**The problem**
Extract only the lines running from the top of the entries to the line that holds "pink flower, one". Include that line and omit the pictures.

= = = =

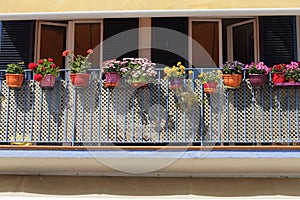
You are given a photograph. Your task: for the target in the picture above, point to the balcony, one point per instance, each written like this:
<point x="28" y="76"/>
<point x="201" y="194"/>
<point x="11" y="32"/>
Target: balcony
<point x="99" y="116"/>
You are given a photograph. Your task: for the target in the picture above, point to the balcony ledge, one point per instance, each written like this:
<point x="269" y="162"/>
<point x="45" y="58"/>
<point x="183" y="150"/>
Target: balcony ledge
<point x="152" y="161"/>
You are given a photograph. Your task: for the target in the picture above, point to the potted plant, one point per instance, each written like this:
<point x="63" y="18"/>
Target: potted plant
<point x="175" y="74"/>
<point x="210" y="80"/>
<point x="14" y="75"/>
<point x="278" y="73"/>
<point x="79" y="68"/>
<point x="45" y="72"/>
<point x="258" y="73"/>
<point x="292" y="72"/>
<point x="139" y="71"/>
<point x="232" y="73"/>
<point x="113" y="71"/>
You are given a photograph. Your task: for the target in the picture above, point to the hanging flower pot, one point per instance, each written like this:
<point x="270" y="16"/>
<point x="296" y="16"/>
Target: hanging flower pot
<point x="112" y="79"/>
<point x="258" y="80"/>
<point x="210" y="87"/>
<point x="48" y="82"/>
<point x="278" y="78"/>
<point x="139" y="84"/>
<point x="14" y="75"/>
<point x="232" y="80"/>
<point x="80" y="80"/>
<point x="14" y="80"/>
<point x="175" y="83"/>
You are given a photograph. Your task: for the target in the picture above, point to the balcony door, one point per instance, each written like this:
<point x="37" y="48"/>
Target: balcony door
<point x="242" y="41"/>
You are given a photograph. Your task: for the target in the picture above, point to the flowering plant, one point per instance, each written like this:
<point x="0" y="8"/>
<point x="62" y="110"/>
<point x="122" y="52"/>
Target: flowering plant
<point x="138" y="69"/>
<point x="292" y="71"/>
<point x="258" y="68"/>
<point x="232" y="67"/>
<point x="278" y="68"/>
<point x="43" y="67"/>
<point x="211" y="76"/>
<point x="15" y="68"/>
<point x="114" y="66"/>
<point x="177" y="71"/>
<point x="79" y="63"/>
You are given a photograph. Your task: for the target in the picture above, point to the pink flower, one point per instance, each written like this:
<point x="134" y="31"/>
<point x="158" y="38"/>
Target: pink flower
<point x="66" y="52"/>
<point x="32" y="66"/>
<point x="38" y="77"/>
<point x="90" y="51"/>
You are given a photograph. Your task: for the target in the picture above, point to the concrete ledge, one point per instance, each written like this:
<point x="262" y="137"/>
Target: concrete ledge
<point x="168" y="162"/>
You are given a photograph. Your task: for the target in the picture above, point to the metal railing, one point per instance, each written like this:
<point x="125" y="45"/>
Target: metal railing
<point x="98" y="115"/>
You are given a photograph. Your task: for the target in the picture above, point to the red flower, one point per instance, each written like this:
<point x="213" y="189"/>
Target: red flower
<point x="32" y="66"/>
<point x="38" y="77"/>
<point x="66" y="52"/>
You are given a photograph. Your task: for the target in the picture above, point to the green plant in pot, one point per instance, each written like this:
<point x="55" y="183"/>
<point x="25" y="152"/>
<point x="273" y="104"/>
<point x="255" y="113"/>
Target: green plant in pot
<point x="14" y="75"/>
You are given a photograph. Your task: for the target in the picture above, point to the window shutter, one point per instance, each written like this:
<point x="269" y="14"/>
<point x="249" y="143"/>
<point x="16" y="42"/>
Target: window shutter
<point x="17" y="42"/>
<point x="170" y="47"/>
<point x="278" y="39"/>
<point x="125" y="40"/>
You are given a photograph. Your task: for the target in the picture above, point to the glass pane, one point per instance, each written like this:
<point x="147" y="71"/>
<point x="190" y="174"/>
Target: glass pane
<point x="87" y="36"/>
<point x="205" y="46"/>
<point x="243" y="43"/>
<point x="53" y="43"/>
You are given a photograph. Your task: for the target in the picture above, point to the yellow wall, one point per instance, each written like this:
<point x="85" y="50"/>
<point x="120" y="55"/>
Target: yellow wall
<point x="21" y="6"/>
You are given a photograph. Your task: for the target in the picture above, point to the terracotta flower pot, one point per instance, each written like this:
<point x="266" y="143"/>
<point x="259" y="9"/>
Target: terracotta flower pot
<point x="210" y="87"/>
<point x="14" y="80"/>
<point x="47" y="82"/>
<point x="258" y="80"/>
<point x="232" y="80"/>
<point x="80" y="80"/>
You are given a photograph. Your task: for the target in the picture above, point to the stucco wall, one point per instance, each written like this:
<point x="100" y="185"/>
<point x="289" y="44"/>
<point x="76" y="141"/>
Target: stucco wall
<point x="145" y="188"/>
<point x="21" y="6"/>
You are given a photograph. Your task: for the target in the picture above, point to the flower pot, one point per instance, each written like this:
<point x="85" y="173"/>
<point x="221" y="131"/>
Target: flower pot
<point x="232" y="80"/>
<point x="112" y="79"/>
<point x="210" y="87"/>
<point x="47" y="82"/>
<point x="139" y="84"/>
<point x="176" y="83"/>
<point x="80" y="80"/>
<point x="278" y="77"/>
<point x="258" y="80"/>
<point x="14" y="80"/>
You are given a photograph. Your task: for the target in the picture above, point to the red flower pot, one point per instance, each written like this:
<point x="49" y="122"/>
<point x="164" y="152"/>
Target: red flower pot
<point x="258" y="80"/>
<point x="80" y="80"/>
<point x="232" y="80"/>
<point x="278" y="77"/>
<point x="14" y="80"/>
<point x="47" y="82"/>
<point x="176" y="83"/>
<point x="139" y="84"/>
<point x="210" y="87"/>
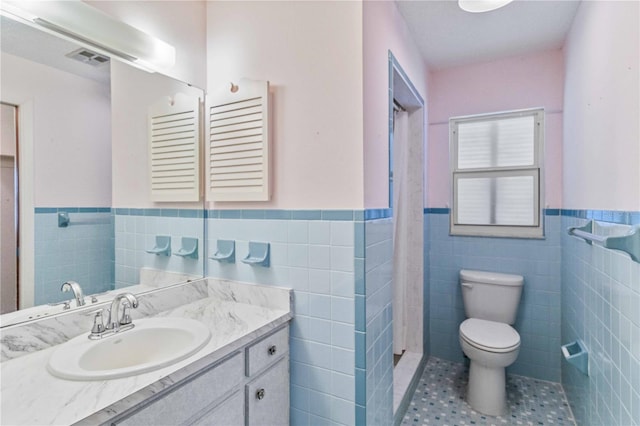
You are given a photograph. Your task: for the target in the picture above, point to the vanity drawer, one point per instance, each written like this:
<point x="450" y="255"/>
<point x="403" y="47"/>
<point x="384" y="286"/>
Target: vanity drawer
<point x="267" y="351"/>
<point x="196" y="395"/>
<point x="268" y="396"/>
<point x="229" y="413"/>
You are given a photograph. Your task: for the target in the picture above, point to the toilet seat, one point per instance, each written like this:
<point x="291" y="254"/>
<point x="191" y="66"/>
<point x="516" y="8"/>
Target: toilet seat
<point x="489" y="336"/>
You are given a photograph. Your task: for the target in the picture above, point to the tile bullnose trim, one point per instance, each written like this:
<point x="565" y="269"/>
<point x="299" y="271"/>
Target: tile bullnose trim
<point x="612" y="216"/>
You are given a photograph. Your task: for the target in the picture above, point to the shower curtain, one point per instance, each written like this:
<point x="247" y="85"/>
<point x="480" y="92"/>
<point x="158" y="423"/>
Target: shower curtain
<point x="400" y="229"/>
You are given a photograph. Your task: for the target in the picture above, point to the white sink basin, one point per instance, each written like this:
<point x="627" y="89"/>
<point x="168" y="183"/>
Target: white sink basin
<point x="153" y="343"/>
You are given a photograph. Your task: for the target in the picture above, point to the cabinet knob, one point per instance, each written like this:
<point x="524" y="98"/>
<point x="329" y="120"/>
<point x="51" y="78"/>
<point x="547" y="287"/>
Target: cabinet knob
<point x="272" y="350"/>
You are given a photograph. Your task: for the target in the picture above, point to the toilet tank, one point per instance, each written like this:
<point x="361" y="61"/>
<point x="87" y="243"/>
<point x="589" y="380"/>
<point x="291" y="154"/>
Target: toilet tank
<point x="490" y="295"/>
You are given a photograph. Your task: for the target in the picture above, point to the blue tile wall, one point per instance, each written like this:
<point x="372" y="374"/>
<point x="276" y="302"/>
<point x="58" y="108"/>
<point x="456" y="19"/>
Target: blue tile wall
<point x="538" y="260"/>
<point x="601" y="306"/>
<point x="82" y="252"/>
<point x="135" y="232"/>
<point x="378" y="329"/>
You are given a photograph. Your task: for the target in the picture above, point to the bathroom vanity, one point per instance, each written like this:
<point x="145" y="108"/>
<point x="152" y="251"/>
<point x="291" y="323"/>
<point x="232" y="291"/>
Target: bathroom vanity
<point x="240" y="377"/>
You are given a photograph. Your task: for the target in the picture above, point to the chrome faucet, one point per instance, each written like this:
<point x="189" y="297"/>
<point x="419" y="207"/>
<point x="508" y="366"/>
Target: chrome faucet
<point x="77" y="291"/>
<point x="114" y="321"/>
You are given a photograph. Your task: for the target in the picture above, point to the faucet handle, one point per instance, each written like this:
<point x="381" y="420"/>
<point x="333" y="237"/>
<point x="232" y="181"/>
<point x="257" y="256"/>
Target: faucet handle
<point x="98" y="325"/>
<point x="126" y="318"/>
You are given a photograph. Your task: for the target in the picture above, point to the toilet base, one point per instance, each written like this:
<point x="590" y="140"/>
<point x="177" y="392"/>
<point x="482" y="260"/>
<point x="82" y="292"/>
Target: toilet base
<point x="486" y="391"/>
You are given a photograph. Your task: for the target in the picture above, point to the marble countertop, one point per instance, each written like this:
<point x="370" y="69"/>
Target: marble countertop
<point x="30" y="395"/>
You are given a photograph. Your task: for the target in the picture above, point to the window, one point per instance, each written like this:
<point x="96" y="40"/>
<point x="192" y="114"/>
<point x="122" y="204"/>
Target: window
<point x="496" y="167"/>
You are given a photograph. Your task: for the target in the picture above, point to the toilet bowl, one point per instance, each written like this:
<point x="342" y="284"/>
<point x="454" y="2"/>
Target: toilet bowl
<point x="487" y="338"/>
<point x="491" y="346"/>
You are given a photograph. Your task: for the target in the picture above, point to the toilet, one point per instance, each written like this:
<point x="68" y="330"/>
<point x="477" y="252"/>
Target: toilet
<point x="486" y="336"/>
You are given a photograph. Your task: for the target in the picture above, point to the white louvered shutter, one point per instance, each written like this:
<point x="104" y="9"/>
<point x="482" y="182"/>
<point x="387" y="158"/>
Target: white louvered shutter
<point x="174" y="149"/>
<point x="238" y="147"/>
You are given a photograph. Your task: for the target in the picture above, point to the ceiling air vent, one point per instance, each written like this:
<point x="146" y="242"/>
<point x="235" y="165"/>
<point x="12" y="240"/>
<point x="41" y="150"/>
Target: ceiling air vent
<point x="88" y="57"/>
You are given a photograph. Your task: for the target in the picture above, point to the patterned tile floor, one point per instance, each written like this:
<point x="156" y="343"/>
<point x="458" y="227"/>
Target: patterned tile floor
<point x="439" y="400"/>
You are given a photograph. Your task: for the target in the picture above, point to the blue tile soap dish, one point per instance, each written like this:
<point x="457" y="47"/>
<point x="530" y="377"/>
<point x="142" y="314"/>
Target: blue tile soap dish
<point x="189" y="248"/>
<point x="577" y="355"/>
<point x="258" y="254"/>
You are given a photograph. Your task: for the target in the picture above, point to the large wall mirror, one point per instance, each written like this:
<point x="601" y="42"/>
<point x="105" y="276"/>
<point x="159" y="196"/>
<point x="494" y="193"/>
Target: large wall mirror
<point x="76" y="202"/>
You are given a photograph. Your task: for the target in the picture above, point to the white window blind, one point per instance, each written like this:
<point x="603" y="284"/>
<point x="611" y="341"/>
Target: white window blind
<point x="238" y="154"/>
<point x="174" y="149"/>
<point x="496" y="171"/>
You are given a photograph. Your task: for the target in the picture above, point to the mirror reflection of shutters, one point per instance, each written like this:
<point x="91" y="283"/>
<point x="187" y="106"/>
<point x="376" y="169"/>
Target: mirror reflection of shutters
<point x="174" y="149"/>
<point x="238" y="148"/>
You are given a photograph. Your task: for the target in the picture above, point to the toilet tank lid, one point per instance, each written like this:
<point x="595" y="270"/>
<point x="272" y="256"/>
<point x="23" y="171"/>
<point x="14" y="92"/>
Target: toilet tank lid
<point x="490" y="277"/>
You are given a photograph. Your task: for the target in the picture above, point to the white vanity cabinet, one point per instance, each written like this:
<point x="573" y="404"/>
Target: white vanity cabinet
<point x="248" y="387"/>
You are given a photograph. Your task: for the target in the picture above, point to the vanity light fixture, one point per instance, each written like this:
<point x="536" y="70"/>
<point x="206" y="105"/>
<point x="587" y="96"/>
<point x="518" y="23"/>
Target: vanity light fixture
<point x="82" y="23"/>
<point x="479" y="6"/>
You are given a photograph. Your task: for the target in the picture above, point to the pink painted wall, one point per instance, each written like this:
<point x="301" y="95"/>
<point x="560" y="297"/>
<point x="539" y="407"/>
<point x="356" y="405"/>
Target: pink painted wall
<point x="384" y="30"/>
<point x="179" y="23"/>
<point x="514" y="83"/>
<point x="602" y="108"/>
<point x="311" y="53"/>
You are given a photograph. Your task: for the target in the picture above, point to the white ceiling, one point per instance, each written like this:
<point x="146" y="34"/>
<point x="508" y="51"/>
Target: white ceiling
<point x="447" y="36"/>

= = = =

**Result of this exercise**
You are given a photograph. Your task: for the target in the picture above, point to the balcony, one point per instance, each written like this:
<point x="28" y="76"/>
<point x="201" y="194"/>
<point x="11" y="32"/>
Target: balcony
<point x="99" y="116"/>
You are given a photograph. Your task: for the target in the picture above, point to the balcony ledge, one point per instance, each written like this:
<point x="269" y="162"/>
<point x="45" y="58"/>
<point x="183" y="150"/>
Target: balcony ledge
<point x="152" y="161"/>
You are given a photograph. Your task: for the target in the picture above, point to the potted plant, one point per instance, each written like this:
<point x="63" y="18"/>
Target: potted plant
<point x="175" y="74"/>
<point x="210" y="80"/>
<point x="14" y="75"/>
<point x="278" y="73"/>
<point x="79" y="68"/>
<point x="45" y="72"/>
<point x="258" y="73"/>
<point x="292" y="72"/>
<point x="139" y="71"/>
<point x="232" y="73"/>
<point x="113" y="71"/>
You are given a photograph. Your task: for the target in the picture above, point to the hanging flower pot, one point per instance, each written like this:
<point x="270" y="16"/>
<point x="296" y="16"/>
Target: hanging flower pot
<point x="112" y="79"/>
<point x="258" y="80"/>
<point x="210" y="87"/>
<point x="48" y="82"/>
<point x="278" y="78"/>
<point x="139" y="84"/>
<point x="14" y="75"/>
<point x="232" y="80"/>
<point x="80" y="80"/>
<point x="14" y="80"/>
<point x="175" y="83"/>
You are given a photograph. Your task: for the target in the picture above, point to the balcony door, one point per instance, each written like this:
<point x="37" y="48"/>
Target: balcony door
<point x="242" y="41"/>
You are given a photograph. Your task: for the target in the picture above, point to the flowering plant, one point per instance, each written like this:
<point x="0" y="8"/>
<point x="62" y="110"/>
<point x="122" y="52"/>
Target: flowering plant
<point x="138" y="69"/>
<point x="292" y="71"/>
<point x="258" y="68"/>
<point x="232" y="67"/>
<point x="278" y="68"/>
<point x="43" y="67"/>
<point x="211" y="76"/>
<point x="15" y="68"/>
<point x="114" y="66"/>
<point x="177" y="71"/>
<point x="79" y="63"/>
You are given a photograph. Your task: for the target in the picture above, point to the pink flower, one point per instance, each written like this:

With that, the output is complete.